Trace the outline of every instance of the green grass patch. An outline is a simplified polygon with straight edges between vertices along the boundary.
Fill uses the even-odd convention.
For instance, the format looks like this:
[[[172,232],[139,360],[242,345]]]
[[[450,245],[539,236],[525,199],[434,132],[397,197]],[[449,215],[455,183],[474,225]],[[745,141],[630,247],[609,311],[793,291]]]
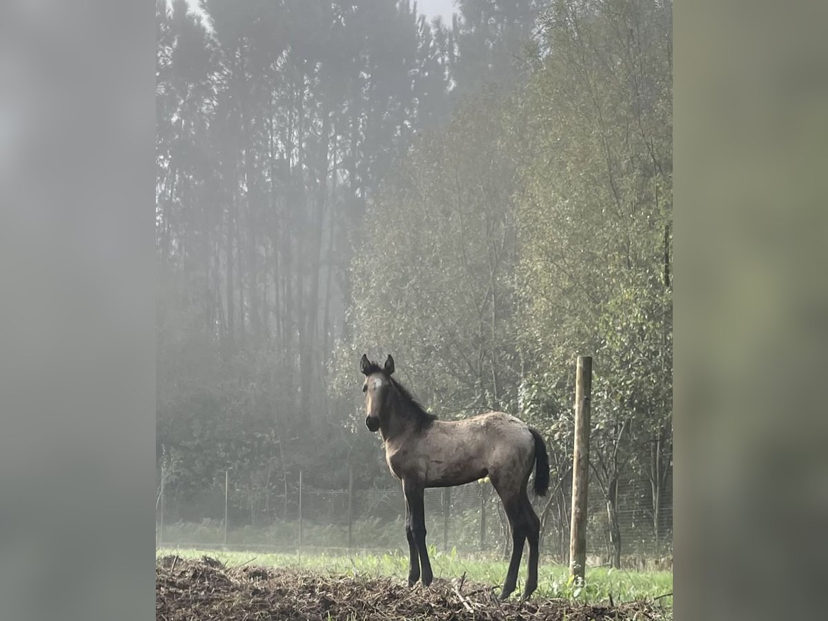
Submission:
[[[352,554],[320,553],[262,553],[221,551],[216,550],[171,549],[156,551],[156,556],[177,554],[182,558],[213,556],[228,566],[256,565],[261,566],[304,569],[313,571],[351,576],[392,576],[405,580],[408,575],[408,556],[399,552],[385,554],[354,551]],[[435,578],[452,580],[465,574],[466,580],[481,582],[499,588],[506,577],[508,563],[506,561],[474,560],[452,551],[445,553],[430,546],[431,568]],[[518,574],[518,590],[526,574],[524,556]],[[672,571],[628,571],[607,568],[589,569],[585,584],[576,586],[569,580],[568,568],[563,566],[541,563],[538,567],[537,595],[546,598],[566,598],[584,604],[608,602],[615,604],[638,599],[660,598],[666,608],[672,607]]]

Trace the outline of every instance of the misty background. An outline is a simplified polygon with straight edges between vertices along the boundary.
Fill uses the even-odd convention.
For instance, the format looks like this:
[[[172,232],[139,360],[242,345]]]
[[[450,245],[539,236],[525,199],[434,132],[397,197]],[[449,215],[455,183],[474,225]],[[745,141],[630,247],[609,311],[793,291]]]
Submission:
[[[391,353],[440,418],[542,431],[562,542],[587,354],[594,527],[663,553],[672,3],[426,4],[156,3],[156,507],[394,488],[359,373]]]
...
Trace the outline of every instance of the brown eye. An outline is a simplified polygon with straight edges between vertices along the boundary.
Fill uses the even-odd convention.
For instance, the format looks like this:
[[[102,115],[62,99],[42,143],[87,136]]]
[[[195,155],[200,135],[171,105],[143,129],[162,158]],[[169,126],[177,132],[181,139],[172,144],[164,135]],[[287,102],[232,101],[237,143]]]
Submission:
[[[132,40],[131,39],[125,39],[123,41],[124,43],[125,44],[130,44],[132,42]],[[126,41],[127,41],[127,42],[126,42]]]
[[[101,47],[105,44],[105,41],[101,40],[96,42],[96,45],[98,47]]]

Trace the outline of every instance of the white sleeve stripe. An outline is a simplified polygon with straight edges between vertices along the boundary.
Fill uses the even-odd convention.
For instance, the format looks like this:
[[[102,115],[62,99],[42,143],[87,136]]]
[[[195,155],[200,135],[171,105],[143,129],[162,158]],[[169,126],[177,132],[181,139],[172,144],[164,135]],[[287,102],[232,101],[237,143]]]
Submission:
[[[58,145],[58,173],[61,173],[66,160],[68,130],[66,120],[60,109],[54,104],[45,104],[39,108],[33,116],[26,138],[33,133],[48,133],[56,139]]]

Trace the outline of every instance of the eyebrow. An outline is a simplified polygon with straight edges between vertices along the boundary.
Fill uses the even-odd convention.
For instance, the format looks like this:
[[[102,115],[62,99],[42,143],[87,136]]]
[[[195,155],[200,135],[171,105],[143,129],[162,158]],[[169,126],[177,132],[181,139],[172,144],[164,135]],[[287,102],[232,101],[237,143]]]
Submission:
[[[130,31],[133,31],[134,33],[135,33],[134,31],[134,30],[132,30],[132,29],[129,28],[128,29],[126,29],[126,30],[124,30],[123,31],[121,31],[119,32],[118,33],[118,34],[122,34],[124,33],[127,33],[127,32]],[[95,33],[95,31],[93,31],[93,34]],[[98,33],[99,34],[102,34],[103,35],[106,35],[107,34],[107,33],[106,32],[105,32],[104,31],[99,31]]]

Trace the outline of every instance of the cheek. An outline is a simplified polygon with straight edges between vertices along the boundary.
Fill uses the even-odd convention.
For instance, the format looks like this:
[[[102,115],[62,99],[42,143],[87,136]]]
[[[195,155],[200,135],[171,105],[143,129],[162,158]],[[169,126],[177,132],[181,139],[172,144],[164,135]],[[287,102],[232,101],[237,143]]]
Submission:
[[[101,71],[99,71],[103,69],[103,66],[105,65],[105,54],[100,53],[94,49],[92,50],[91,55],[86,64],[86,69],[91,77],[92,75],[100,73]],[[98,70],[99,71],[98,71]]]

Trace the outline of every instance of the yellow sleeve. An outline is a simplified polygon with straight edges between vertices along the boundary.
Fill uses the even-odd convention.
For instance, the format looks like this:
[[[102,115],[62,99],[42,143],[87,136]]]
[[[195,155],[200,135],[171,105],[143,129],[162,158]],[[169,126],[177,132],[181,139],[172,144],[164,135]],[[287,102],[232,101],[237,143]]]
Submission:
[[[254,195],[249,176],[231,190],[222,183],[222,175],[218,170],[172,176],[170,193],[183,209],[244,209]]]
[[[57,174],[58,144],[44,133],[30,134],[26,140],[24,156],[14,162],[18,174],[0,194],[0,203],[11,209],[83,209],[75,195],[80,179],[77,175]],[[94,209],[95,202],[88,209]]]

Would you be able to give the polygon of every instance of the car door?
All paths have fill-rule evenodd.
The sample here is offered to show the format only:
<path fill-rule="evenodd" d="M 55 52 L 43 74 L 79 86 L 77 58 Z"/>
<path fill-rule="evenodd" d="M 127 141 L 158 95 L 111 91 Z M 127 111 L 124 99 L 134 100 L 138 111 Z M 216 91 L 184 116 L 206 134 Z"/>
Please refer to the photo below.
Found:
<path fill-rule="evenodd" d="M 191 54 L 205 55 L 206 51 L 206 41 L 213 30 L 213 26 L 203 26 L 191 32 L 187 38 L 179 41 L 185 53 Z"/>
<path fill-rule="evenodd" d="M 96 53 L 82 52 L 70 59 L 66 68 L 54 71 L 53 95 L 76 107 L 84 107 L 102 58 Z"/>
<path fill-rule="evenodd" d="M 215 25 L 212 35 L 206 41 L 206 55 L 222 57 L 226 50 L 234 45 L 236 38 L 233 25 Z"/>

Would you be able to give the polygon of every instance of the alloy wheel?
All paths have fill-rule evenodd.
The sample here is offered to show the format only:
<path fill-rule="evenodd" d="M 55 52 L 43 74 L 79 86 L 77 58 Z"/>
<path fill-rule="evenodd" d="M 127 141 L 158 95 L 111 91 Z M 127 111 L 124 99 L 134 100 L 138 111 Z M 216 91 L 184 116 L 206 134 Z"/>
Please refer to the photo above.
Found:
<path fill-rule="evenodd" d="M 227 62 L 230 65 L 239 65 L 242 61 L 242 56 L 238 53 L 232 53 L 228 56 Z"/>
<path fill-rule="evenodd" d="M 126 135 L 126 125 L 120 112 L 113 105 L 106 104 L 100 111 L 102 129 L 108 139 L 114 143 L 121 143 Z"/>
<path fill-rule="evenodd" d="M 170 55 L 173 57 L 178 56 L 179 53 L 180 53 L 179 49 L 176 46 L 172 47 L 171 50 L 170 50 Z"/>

> _Task instructions_:
Which lines in the listing contain the word "refer"? Pick out each one and copy it in full.

> _Output for this exercise_:
Please refer to the photo below.
Please refer to the photo above.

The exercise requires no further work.